▸ **MATERIAL FOR THE TASK**
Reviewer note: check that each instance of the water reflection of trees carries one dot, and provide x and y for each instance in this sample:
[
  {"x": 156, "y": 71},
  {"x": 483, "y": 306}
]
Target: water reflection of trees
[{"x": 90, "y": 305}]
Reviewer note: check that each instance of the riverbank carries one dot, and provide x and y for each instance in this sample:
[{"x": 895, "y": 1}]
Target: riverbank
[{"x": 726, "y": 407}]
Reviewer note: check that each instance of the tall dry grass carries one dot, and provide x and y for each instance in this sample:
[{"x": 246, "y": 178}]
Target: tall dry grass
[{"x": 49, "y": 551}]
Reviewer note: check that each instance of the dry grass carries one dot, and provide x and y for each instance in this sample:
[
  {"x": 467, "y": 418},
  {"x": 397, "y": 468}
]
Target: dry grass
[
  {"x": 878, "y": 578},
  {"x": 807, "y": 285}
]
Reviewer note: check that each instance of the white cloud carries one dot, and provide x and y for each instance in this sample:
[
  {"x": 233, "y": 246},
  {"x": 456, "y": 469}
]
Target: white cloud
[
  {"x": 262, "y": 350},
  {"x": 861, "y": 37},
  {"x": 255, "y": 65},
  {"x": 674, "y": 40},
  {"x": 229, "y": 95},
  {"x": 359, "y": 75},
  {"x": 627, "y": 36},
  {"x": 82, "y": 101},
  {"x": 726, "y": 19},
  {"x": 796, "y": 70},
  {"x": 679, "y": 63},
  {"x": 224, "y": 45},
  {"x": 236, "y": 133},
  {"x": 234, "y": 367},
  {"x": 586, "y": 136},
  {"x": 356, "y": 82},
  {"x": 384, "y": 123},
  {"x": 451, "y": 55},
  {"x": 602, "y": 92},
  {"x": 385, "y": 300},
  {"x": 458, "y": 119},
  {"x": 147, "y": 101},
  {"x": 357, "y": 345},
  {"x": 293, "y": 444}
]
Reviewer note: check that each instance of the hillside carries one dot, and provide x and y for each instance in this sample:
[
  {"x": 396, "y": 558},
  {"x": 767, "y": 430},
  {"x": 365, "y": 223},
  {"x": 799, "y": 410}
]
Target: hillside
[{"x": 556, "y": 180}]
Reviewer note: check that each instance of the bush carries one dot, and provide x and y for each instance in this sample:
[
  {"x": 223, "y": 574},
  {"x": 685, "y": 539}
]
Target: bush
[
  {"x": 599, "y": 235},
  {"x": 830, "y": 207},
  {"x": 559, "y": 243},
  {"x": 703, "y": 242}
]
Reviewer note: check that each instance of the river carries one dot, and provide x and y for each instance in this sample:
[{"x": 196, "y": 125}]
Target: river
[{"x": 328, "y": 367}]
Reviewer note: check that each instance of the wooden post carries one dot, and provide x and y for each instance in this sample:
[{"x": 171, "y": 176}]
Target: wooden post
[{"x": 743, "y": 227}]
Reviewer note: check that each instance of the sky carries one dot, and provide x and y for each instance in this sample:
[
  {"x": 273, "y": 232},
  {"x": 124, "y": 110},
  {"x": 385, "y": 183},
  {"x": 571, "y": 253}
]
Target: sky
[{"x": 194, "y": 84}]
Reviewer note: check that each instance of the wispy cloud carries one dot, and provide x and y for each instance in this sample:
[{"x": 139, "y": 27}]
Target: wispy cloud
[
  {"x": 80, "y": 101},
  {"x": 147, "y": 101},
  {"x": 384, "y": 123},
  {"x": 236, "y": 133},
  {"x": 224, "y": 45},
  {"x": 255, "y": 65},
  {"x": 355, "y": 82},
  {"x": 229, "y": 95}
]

▸ **WORK ITEM**
Faithfully write out the entire listing, line by line.

▸ **EXERCISE RESULT**
Reviewer note: check that each instance of the water reflection of trees carries one dot, and provide x and y for each instance in this sample:
[
  {"x": 156, "y": 71},
  {"x": 483, "y": 306}
]
Target: water reflection of trees
[{"x": 90, "y": 305}]
Reviewer note: check that each instance of the riverbank carries one dot, and provide x and y for each instance in this sample:
[{"x": 895, "y": 1}]
Target: riverbank
[{"x": 726, "y": 407}]
Reviewer note: check that each instance of the tall dry grass carries one dot, and provide x and y for each instance in this sample:
[{"x": 246, "y": 178}]
Target: tall dry grass
[{"x": 49, "y": 551}]
Reviewer note: check that each instance of the dry grass carries one dot, and provide x and y for each instance in this sample:
[
  {"x": 467, "y": 418},
  {"x": 397, "y": 468}
]
Target: dry grass
[
  {"x": 878, "y": 578},
  {"x": 807, "y": 285}
]
Reviewer note: check that each instance of the white cloud carries one dot, and provide x and y for each instance in this sample:
[
  {"x": 233, "y": 246},
  {"x": 456, "y": 469}
]
Target: white cloud
[
  {"x": 262, "y": 350},
  {"x": 861, "y": 37},
  {"x": 255, "y": 65},
  {"x": 674, "y": 40},
  {"x": 229, "y": 95},
  {"x": 359, "y": 75},
  {"x": 627, "y": 36},
  {"x": 82, "y": 101},
  {"x": 726, "y": 19},
  {"x": 796, "y": 70},
  {"x": 679, "y": 63},
  {"x": 224, "y": 45},
  {"x": 236, "y": 133},
  {"x": 234, "y": 367},
  {"x": 586, "y": 136},
  {"x": 356, "y": 82},
  {"x": 384, "y": 123},
  {"x": 451, "y": 55},
  {"x": 602, "y": 92},
  {"x": 385, "y": 300},
  {"x": 458, "y": 119},
  {"x": 147, "y": 101},
  {"x": 357, "y": 345},
  {"x": 293, "y": 444}
]
Reviewer note: check that each instance of the hillside carries one dot, and provide x and y for each instance in this sample:
[
  {"x": 396, "y": 558},
  {"x": 767, "y": 430},
  {"x": 365, "y": 223},
  {"x": 799, "y": 410}
]
Target: hillside
[{"x": 556, "y": 180}]
Reviewer note: check that each instance of the bush carries one dot, and provide x and y for each instance in this sample:
[
  {"x": 223, "y": 574},
  {"x": 685, "y": 539}
]
Target: bush
[
  {"x": 599, "y": 235},
  {"x": 830, "y": 207},
  {"x": 559, "y": 243},
  {"x": 703, "y": 242}
]
Reviewer note: check that each instance of the river carries one dot, and provide x and y for each instance in this sample:
[{"x": 196, "y": 125}]
Target: river
[{"x": 328, "y": 367}]
Reviewer note: check that each instance of the wooden post carries one dot, and provide x and y for each instance in this sample:
[{"x": 171, "y": 176}]
Target: wooden post
[{"x": 743, "y": 227}]
Reviewer note: check that each instance of the sky carries one dot, and provide x and y for each instance in this sample:
[
  {"x": 273, "y": 232},
  {"x": 124, "y": 110},
  {"x": 385, "y": 183},
  {"x": 571, "y": 253}
]
Target: sky
[{"x": 194, "y": 84}]
Reviewer note: check that each instance of the wispy cloud carries one dot, and provide x and y for each instance in this sample:
[{"x": 139, "y": 27}]
Target: wispy cloud
[
  {"x": 80, "y": 101},
  {"x": 147, "y": 101},
  {"x": 384, "y": 123},
  {"x": 236, "y": 133},
  {"x": 224, "y": 45},
  {"x": 255, "y": 65},
  {"x": 355, "y": 82},
  {"x": 229, "y": 95}
]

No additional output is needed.